What to produce
Please output the full listing, character for character.
####
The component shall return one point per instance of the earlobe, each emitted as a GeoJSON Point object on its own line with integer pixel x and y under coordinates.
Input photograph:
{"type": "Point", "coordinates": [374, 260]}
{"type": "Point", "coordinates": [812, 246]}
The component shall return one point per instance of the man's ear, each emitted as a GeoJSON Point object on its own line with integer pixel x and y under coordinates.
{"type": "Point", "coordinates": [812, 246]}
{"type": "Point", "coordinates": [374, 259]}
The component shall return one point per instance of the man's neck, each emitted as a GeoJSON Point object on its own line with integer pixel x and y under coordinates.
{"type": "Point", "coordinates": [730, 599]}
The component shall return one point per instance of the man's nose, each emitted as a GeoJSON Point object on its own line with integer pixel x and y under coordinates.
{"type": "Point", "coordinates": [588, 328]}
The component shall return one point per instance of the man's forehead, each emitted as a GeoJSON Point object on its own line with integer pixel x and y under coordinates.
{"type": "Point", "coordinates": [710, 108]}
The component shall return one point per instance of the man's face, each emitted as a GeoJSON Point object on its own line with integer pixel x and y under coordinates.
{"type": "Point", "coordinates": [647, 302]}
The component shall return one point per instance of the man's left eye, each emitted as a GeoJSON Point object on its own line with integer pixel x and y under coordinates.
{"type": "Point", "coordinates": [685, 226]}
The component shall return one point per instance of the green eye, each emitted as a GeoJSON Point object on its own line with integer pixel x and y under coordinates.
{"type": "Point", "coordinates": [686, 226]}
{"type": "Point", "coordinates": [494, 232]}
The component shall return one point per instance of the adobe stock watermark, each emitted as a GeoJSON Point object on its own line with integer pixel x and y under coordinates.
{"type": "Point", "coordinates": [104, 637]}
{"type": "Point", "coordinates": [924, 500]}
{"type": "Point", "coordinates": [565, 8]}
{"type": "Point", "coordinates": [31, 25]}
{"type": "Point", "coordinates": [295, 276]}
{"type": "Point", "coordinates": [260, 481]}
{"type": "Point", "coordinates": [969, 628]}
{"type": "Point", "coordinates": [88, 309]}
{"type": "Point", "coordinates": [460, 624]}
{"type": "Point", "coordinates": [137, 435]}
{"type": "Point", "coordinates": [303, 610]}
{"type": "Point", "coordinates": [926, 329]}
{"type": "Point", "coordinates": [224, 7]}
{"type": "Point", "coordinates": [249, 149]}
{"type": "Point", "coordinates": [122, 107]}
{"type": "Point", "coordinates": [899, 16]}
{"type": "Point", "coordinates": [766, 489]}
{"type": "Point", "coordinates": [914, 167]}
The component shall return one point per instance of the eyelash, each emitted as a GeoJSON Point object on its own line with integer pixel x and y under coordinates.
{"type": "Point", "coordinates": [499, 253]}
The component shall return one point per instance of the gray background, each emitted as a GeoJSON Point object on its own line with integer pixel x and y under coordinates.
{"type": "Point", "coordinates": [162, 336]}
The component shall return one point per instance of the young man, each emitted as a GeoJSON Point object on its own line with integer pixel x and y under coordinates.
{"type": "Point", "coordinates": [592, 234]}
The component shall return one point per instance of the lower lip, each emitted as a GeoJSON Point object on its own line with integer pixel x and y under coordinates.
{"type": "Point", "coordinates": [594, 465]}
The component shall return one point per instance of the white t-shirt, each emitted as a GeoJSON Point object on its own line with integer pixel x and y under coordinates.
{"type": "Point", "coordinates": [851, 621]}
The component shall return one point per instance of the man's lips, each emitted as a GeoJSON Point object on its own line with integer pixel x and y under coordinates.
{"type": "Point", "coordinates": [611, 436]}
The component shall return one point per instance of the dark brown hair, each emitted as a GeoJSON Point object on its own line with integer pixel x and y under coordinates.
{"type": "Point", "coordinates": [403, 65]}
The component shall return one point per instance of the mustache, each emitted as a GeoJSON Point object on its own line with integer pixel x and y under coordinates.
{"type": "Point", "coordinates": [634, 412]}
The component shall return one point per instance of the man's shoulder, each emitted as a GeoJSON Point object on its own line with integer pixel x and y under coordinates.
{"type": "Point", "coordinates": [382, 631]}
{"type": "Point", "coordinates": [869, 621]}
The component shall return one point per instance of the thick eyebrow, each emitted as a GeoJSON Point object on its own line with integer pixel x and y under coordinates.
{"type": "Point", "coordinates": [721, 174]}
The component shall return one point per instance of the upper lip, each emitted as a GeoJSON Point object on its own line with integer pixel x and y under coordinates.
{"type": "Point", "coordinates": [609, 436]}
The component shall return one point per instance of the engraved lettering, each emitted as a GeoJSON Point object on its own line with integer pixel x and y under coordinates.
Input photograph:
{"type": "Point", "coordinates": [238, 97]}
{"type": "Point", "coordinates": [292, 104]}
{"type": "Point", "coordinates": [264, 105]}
####
Written solution
The component shall return one point per instance of the earlobe, each emitted as a GeoJSON Point object on its own line with integer pixel x and y under coordinates.
Input photograph:
{"type": "Point", "coordinates": [374, 260]}
{"type": "Point", "coordinates": [812, 246]}
The component shall return one point per instance of the man's ear, each emitted as a GeoJSON Point object on its own line with integer pixel x and y under coordinates.
{"type": "Point", "coordinates": [812, 246]}
{"type": "Point", "coordinates": [374, 259]}
The component shall return one point per instance of the man's neck, each emitted as a GeoJSON Point object on its own line with integer pixel x and y under coordinates.
{"type": "Point", "coordinates": [730, 599]}
The component shall return one point per instance of the man's nose, each emitted as a GeoJSON Point object on its own line with integer pixel x and y under coordinates.
{"type": "Point", "coordinates": [588, 328]}
The component shall return one point per instance of the man's forehead, each emitted as a GeoJSON Point object on its own line with integer pixel x and y under coordinates.
{"type": "Point", "coordinates": [710, 108]}
The component shall return one point per instance of the man's face, each emitted as a GeoJSON Point object on its own line with integer pixel x and y under coordinates.
{"type": "Point", "coordinates": [647, 302]}
The component shall return one point per instance of the man's left eye, each emitted as a GeoJSON Point object on its own line with integer pixel x and y under coordinates.
{"type": "Point", "coordinates": [685, 226]}
The component shall return one point per instance of the green eye, each emitted as a GeoJSON Point object on its own line with integer pixel x and y under coordinates.
{"type": "Point", "coordinates": [686, 226]}
{"type": "Point", "coordinates": [494, 232]}
The component shall return one point per instance of the adobe stock watermark, each emitted as a GeoJSON Point object on its own line with integer pixel x and y under coordinates.
{"type": "Point", "coordinates": [104, 637]}
{"type": "Point", "coordinates": [924, 500]}
{"type": "Point", "coordinates": [565, 8]}
{"type": "Point", "coordinates": [31, 25]}
{"type": "Point", "coordinates": [295, 276]}
{"type": "Point", "coordinates": [260, 481]}
{"type": "Point", "coordinates": [969, 628]}
{"type": "Point", "coordinates": [88, 309]}
{"type": "Point", "coordinates": [460, 624]}
{"type": "Point", "coordinates": [137, 435]}
{"type": "Point", "coordinates": [303, 610]}
{"type": "Point", "coordinates": [926, 329]}
{"type": "Point", "coordinates": [224, 7]}
{"type": "Point", "coordinates": [249, 149]}
{"type": "Point", "coordinates": [122, 107]}
{"type": "Point", "coordinates": [899, 16]}
{"type": "Point", "coordinates": [766, 489]}
{"type": "Point", "coordinates": [914, 167]}
The component shall return one point per instance of the eyelash, each emitted as a GeoJSON Point object on its own line with integer pixel x and y under coordinates.
{"type": "Point", "coordinates": [499, 253]}
The component shall return one point per instance of the gray background, each emitted as a GeoJSON Point object on its own line with integer pixel x and y under coordinates.
{"type": "Point", "coordinates": [162, 336]}
The component shall return one point per instance of the young man, each emitted as a GeoJSON Point object on its own line with integer pixel x and y under coordinates.
{"type": "Point", "coordinates": [592, 234]}
The component shall return one point per instance of the lower lip, each emitted as a GeoJSON Point object on its own line with integer pixel x and y under coordinates.
{"type": "Point", "coordinates": [594, 465]}
The component shall return one point per instance of the white t-shirt, each emitted as a GeoJSON Point object on its own line with integer pixel x and y under coordinates.
{"type": "Point", "coordinates": [851, 621]}
The component shall return one point per instance of the man's lips, each emitted as a GeoJSON Point object on its own line with integer pixel x and y under coordinates.
{"type": "Point", "coordinates": [611, 436]}
The component shall return one point per instance of the dark brown hair, each emitted as a GeoJSON Point object on its own line with integer pixel x and y under coordinates.
{"type": "Point", "coordinates": [403, 65]}
The component shall return one point per instance of the mustache, each emitted as a GeoJSON Point object on its own line with integer pixel x and y under coordinates.
{"type": "Point", "coordinates": [634, 412]}
The component shall return one point per instance of the man's shoulder, each emitted as a GeoJSON Point object on its own line with integer pixel x and y under coordinates.
{"type": "Point", "coordinates": [382, 631]}
{"type": "Point", "coordinates": [869, 621]}
The component shall return one point per instance of the thick eyebrow, each emitted as a GeoJSON Point object on its own line with integer pixel x and y under coordinates.
{"type": "Point", "coordinates": [721, 174]}
The component shall return one point per instance of the upper lip, each emitted as a GeoJSON Point object on its own line with integer pixel x and y under coordinates.
{"type": "Point", "coordinates": [609, 436]}
The component shall return one point per instance of the engraved lettering, each emitted as a GeoJSON Point object on its own line with integer pixel x and y under coordinates.
Input photograph:
{"type": "Point", "coordinates": [238, 97]}
{"type": "Point", "coordinates": [292, 104]}
{"type": "Point", "coordinates": [264, 105]}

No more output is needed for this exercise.